## Recorded information

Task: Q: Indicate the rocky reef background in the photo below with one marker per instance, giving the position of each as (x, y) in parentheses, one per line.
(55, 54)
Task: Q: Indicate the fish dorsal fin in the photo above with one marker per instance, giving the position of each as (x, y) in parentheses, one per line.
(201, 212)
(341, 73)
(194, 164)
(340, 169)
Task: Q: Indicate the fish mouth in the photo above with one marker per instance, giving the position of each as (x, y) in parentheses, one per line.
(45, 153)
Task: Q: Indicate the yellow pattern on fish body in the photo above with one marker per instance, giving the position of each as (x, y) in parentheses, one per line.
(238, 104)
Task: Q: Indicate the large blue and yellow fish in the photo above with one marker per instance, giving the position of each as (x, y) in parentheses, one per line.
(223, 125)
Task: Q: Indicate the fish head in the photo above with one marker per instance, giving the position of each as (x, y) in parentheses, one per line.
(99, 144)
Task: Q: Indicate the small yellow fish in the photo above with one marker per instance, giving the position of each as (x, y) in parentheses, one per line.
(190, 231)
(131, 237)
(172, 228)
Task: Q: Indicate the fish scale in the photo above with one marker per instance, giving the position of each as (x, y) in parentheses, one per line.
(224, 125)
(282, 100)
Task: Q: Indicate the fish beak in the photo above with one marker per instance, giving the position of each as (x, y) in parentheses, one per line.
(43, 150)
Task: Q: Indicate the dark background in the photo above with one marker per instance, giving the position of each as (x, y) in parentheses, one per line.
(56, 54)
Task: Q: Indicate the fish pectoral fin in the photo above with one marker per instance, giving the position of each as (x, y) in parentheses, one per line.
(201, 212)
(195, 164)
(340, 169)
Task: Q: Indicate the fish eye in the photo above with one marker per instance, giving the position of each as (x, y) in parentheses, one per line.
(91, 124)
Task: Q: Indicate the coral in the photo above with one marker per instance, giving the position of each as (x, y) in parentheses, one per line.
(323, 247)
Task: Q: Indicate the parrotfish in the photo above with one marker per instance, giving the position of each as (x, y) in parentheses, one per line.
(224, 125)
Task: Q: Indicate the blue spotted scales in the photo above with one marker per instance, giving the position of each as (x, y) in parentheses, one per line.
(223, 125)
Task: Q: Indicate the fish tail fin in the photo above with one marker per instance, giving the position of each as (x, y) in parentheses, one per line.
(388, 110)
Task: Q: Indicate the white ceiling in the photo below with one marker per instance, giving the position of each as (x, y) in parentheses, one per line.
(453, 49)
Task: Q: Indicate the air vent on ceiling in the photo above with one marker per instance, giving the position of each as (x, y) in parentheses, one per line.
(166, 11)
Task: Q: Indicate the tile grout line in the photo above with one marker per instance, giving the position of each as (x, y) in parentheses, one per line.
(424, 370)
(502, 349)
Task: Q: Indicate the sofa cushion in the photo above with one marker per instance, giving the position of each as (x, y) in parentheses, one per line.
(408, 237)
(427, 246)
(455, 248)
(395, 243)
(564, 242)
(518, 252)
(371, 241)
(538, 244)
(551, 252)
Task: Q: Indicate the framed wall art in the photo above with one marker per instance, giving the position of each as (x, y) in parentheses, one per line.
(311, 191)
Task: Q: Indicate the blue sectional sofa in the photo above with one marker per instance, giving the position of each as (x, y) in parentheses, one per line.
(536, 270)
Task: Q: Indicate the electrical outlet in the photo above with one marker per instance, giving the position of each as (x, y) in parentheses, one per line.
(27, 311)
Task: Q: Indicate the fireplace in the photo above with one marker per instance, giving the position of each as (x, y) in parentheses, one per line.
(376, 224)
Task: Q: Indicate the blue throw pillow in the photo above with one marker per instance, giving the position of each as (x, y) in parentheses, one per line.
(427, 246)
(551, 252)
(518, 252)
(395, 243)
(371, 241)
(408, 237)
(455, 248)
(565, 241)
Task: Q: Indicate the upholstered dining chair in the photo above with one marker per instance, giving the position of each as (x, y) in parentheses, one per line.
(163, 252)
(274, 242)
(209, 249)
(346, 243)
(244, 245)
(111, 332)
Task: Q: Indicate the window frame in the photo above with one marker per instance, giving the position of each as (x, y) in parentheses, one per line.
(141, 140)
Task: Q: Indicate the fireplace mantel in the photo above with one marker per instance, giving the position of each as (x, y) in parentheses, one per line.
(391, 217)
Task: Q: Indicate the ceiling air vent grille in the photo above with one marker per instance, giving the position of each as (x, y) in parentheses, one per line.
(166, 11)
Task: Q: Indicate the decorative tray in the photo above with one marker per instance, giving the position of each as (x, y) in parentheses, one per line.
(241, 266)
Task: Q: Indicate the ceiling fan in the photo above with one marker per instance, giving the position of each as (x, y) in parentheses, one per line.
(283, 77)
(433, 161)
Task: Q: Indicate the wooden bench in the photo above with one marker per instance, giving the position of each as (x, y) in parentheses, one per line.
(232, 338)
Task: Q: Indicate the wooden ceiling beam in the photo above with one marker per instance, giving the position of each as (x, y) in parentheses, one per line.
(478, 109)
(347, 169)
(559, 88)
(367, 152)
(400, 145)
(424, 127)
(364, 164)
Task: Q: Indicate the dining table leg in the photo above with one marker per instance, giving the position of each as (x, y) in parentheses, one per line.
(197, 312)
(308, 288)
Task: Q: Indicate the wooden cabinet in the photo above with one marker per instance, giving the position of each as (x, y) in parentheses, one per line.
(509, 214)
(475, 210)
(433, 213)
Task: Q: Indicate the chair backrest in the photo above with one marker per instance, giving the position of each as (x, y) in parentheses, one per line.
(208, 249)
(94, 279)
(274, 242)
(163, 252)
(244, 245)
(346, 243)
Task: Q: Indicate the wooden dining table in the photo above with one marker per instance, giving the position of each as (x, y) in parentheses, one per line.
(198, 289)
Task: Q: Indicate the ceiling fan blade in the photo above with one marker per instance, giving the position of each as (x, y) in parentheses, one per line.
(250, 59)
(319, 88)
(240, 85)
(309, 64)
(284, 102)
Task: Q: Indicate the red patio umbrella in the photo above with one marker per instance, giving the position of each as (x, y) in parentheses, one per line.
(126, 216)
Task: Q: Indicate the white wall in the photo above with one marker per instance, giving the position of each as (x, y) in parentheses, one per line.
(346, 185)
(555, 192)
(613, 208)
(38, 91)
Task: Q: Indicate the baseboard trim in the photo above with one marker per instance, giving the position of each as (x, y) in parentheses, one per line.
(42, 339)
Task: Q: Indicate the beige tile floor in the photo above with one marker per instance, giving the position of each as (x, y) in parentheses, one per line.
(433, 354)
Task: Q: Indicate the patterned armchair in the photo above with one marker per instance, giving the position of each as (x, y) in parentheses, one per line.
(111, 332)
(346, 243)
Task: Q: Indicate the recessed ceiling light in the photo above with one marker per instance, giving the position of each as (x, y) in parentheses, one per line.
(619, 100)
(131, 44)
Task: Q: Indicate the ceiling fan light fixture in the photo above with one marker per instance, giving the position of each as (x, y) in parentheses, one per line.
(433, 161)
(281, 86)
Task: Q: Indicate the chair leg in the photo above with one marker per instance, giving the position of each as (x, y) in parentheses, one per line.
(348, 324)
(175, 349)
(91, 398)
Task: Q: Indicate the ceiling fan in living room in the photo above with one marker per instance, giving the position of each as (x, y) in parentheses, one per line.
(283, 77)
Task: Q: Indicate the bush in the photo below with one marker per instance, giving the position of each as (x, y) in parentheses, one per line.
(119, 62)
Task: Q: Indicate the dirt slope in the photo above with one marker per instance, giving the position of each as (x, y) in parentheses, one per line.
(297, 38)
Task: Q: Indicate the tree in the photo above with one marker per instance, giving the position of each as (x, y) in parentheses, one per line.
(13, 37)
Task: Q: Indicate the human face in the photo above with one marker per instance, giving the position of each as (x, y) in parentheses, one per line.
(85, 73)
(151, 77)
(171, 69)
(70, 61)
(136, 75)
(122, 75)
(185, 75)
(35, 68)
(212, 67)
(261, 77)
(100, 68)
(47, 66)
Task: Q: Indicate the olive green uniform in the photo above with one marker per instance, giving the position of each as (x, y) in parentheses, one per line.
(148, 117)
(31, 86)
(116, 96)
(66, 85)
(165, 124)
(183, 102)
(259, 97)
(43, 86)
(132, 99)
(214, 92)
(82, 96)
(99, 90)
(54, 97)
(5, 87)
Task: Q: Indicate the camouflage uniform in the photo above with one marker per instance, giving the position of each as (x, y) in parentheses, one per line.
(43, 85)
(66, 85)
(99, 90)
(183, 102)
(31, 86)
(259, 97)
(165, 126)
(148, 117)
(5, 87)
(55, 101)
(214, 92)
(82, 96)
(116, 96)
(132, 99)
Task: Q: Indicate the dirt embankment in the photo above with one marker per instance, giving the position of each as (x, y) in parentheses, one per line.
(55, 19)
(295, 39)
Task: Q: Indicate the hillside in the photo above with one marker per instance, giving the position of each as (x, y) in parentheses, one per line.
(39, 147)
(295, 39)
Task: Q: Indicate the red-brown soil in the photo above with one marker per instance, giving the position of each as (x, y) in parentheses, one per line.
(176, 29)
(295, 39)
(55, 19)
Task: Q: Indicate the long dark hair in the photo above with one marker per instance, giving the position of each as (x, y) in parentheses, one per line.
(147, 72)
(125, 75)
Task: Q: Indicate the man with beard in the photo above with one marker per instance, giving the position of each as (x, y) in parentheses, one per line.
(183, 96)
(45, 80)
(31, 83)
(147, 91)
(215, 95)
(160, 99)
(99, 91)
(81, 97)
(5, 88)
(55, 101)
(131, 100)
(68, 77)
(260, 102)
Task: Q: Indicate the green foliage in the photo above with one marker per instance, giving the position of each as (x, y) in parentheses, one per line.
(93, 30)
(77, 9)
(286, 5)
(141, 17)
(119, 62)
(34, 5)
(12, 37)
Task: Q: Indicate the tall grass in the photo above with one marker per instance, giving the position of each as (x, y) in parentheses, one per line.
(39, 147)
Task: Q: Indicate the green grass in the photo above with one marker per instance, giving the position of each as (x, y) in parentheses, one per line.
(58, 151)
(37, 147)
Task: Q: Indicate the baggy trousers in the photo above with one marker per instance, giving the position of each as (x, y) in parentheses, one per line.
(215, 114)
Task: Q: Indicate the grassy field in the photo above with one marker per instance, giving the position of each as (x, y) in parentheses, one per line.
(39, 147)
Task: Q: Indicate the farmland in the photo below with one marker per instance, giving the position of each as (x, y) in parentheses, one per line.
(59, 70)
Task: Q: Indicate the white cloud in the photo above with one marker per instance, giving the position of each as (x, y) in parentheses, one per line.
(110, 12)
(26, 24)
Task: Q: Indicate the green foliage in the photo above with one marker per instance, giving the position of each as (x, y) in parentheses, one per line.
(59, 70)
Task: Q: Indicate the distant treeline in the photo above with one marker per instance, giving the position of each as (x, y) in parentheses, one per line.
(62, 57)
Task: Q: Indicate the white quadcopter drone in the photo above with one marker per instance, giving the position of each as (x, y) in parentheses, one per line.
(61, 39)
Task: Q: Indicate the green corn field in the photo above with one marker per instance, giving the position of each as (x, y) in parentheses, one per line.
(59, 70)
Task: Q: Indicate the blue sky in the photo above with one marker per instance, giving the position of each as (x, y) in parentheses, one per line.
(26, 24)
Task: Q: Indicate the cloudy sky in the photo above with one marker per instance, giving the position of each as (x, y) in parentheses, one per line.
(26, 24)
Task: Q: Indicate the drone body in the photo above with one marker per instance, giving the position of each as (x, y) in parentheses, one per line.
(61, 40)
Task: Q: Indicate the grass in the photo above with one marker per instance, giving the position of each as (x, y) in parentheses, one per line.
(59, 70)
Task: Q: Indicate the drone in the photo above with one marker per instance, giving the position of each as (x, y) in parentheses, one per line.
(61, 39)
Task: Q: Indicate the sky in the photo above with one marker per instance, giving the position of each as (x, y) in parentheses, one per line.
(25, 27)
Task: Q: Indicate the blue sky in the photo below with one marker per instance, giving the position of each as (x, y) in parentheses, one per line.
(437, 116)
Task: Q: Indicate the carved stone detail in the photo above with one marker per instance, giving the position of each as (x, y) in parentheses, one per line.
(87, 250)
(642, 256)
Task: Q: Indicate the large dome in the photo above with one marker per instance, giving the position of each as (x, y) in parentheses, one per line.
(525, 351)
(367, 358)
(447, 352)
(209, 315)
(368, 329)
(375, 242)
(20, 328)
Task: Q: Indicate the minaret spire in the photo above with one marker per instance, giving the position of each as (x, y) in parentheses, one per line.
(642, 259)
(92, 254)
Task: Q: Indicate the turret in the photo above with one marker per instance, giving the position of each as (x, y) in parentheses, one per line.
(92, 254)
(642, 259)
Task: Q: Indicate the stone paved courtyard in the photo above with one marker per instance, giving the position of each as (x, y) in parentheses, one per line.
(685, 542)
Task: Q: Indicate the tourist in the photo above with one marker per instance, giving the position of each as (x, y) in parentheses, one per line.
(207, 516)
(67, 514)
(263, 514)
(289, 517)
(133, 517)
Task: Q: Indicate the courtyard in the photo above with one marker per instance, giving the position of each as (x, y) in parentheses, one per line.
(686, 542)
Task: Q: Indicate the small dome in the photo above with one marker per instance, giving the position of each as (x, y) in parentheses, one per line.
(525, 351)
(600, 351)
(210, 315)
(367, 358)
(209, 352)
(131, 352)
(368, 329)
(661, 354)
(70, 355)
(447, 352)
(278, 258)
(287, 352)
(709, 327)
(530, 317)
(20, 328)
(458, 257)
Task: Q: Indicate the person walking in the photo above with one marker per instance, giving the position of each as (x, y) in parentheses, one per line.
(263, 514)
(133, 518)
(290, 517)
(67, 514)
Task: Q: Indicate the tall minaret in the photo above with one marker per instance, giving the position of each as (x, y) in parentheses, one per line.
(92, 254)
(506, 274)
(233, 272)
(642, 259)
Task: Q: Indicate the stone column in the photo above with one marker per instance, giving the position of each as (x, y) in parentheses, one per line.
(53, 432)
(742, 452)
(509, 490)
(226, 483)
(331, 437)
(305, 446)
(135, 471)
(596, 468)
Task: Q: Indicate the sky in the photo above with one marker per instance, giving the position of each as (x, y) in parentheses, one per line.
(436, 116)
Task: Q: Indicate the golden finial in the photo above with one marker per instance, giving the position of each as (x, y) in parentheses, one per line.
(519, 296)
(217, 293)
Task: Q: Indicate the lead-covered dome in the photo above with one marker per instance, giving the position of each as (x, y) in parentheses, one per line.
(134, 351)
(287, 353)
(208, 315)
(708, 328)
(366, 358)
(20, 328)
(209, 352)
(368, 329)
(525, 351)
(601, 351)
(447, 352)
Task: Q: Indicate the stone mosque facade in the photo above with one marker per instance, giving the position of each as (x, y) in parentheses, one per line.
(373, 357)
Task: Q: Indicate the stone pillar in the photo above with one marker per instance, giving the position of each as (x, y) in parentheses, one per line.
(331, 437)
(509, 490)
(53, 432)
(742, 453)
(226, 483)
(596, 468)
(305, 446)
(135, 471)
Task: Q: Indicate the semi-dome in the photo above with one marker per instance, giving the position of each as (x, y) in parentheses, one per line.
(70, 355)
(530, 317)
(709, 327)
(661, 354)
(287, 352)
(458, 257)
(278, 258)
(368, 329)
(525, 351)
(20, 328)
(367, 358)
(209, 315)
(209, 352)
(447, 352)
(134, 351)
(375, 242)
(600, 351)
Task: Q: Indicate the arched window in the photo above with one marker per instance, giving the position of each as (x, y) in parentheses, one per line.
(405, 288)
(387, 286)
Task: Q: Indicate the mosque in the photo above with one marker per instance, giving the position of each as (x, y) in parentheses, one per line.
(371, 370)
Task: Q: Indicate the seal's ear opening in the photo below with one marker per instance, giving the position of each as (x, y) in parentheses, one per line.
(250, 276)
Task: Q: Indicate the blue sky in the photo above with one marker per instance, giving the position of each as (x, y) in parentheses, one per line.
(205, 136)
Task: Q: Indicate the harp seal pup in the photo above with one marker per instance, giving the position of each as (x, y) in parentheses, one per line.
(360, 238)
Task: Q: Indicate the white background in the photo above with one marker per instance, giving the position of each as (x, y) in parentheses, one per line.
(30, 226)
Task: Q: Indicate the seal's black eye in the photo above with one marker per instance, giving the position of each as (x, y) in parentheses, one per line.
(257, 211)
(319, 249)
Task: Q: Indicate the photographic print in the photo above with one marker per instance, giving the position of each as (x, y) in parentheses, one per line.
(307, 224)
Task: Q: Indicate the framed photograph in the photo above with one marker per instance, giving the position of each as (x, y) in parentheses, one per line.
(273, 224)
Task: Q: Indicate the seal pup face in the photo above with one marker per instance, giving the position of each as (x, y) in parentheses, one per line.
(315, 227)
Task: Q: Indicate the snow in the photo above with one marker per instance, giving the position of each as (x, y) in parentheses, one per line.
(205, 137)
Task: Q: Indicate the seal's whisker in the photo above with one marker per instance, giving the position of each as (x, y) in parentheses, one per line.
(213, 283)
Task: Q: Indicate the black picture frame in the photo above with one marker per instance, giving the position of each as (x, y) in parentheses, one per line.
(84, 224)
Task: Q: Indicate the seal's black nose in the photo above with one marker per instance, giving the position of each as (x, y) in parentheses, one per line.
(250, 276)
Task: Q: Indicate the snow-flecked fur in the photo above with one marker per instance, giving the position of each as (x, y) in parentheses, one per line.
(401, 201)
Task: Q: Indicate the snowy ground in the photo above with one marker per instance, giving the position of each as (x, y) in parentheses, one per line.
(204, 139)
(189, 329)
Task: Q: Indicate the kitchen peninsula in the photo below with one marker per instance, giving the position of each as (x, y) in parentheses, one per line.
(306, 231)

## What the task requires
Return, without any change, the lines from the one holding "Task: Q: Indicate the seal's black nose" through the end of the listing, and only those.

## Answer to this exercise
Task: Q: Indicate the seal's black nose in the photo above with one marker per instance, giving the position of each as (x, y) in parentheses, one per line.
(250, 276)
Task: Q: Indicate the snow-flecked fur in the photo above with one marker per instance, giving the position of each as (x, y) in parentheses, one per line.
(401, 201)
Task: Q: Indicate the snowy ground in the photo above with one marker per instance, giving the position of each as (x, y) in parentheses, one per line.
(204, 139)
(189, 329)
Task: Q: Indicate the kitchen peninsula in the photo below with one marker per instance, giving the position of each as (x, y) in parentheses, one per line.
(306, 231)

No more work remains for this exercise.